1. Line a 9x13” baking pan (for thinner bars) with parchment paper and set aside.
2. Preheat oven to 350 degrees Fahrenheit.
3. Once the oven is ready, put your almonds on a cookie sheet and roast the almonds for 10 mins, constantly checking the nuts to make sure they do not burn.
4. After roasting the almonds, roughly chop the almonds into preferred size and then add to a large bowl.
5. In the same large bowl add rolled oats, pumpkin seeds, dried cranberries, chia seeds, flax seeds, salt, and ½ the lemon zest. Toss to combine.
6. In a small saucepan over medium-low heat first, melt the coconut oil until it is a liquid.
7. Then add peanut butter, maple syrup, and brown rice syrup and stir with a spatula until combined.
8. Once combined, remove from heat and immediately add vanilla and the other 1/2 of the lemon zest.
9. Pour the peanut butter and maple syrup mixture into the large bowl and stir everything together until combined. ( It may look like there are not enough wet ingredients, but just keep mixing until you no longer have a dry piece).
10. Transfer the mixture into the 8x8” parchment-lined baking pan with a spatula. Firmly press the mixture to fill the pan evenly.
11. Place the baking pan into the fridge for 2- 4 hours, or until firm. Use the parchment paper to pull the bars out of the baking pan and cut into 15 even bars.
12. Store in the fridge in a sealed container with parchment paper between the bars to prevent them from sticking together. Refrigerate for up to 1 week.
*Keep in mind that different people will always have unique trigger foods. These products and foods have worked well for me, but they may not for everyone. Overall this is a low FODMAP recipe but playing around with portion sizes, substituting ingredients, and the amount of each ingredient can be helpful if you react to any of these foods! Also, keep in mind the concept of FODMAP stacking. If you have a lot of foods that contain FODMAPs in one meal, even if not in high-FODMAP portions, the accumulation can lead to symptoms.

Referring-expression pointing data:
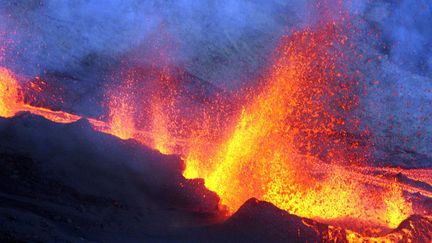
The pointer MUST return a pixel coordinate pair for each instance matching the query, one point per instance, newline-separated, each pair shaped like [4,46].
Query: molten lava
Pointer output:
[10,97]
[298,119]
[293,143]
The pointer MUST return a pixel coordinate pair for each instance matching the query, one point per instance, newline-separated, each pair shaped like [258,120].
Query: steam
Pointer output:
[228,43]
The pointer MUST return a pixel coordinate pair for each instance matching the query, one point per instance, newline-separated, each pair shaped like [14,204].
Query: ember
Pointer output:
[292,140]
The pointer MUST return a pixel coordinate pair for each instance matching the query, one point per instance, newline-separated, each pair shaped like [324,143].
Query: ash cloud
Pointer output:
[228,43]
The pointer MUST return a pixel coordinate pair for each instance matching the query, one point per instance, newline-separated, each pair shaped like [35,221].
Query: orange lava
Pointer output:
[292,143]
[298,119]
[10,97]
[11,101]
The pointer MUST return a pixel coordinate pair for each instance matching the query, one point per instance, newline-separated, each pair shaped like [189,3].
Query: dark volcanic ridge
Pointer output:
[68,183]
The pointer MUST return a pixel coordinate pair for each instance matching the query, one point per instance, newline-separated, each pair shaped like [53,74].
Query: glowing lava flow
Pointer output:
[275,149]
[298,117]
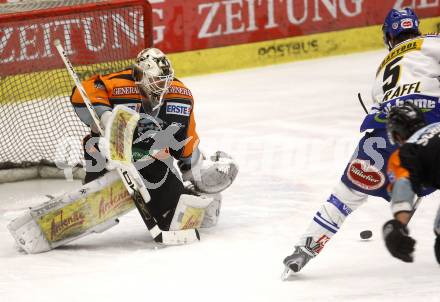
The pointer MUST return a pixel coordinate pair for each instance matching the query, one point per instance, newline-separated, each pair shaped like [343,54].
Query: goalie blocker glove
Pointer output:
[398,241]
[213,174]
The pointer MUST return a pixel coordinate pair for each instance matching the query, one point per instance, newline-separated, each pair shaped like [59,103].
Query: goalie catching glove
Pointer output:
[213,174]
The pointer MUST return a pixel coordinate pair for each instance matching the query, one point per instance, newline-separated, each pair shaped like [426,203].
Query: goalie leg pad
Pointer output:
[190,212]
[28,234]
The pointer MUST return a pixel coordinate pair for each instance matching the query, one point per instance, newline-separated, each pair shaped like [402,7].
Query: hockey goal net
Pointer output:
[38,126]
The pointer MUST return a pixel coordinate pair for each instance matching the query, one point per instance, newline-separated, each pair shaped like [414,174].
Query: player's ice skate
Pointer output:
[295,262]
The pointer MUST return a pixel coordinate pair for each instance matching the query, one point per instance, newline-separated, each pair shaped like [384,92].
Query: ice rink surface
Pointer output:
[292,128]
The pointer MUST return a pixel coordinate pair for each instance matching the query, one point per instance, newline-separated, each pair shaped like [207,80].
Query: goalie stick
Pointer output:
[136,188]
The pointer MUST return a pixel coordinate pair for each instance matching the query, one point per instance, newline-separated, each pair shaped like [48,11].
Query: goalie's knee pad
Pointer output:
[194,211]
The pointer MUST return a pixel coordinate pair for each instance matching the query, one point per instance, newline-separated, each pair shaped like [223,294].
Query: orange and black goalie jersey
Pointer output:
[107,91]
[418,160]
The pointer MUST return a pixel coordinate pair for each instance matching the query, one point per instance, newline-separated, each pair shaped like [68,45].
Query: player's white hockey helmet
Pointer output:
[153,74]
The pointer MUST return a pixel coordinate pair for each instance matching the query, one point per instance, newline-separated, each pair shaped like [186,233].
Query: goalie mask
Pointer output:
[153,75]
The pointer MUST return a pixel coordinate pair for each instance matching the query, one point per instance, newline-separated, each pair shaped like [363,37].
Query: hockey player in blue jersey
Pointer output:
[410,72]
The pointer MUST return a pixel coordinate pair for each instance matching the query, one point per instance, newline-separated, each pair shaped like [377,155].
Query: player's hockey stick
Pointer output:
[136,188]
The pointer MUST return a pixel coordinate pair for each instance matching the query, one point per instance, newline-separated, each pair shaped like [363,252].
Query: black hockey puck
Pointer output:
[367,234]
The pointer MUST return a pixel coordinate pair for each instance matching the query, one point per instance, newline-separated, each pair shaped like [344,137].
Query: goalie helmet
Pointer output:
[403,121]
[398,22]
[153,75]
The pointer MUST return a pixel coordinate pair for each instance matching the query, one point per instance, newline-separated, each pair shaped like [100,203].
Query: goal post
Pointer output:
[38,126]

▸ **WHAT TO WORK ON**: List every ingredient that step 5 of the bar recipe says to add to the large bowl.

▸ **EXERCISE SOLUTION**:
- rolled oats
- pumpkin seeds
- dried cranberries
- chia seeds
- flax seeds
- salt
- ½ the lemon zest